◆ TASK PROMPT: Below are records; count how many of their lines contain the word "detect" and give the number alone.
---------- EXERCISE DATA
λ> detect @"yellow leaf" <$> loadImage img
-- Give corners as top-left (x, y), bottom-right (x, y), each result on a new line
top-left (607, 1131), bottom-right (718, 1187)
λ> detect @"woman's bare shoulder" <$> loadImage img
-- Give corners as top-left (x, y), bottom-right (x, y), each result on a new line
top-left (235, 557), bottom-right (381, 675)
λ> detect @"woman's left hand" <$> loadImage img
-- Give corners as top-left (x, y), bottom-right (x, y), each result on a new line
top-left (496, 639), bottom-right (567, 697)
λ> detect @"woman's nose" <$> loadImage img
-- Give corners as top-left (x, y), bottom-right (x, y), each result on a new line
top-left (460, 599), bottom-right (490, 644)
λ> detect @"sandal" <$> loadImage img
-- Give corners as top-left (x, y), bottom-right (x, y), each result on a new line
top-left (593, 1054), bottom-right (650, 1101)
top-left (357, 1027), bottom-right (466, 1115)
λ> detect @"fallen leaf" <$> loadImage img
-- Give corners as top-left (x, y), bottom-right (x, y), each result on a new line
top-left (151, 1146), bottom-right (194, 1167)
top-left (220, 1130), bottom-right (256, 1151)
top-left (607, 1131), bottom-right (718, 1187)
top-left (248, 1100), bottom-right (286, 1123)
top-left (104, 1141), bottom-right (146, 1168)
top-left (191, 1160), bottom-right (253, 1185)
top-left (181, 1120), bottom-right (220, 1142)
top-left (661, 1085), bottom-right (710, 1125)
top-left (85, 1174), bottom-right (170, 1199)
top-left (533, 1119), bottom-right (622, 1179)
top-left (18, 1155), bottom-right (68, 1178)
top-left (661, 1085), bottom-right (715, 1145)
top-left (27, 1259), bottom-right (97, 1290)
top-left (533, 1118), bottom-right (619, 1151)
--------------------
◆ ANSWER SECTION: 6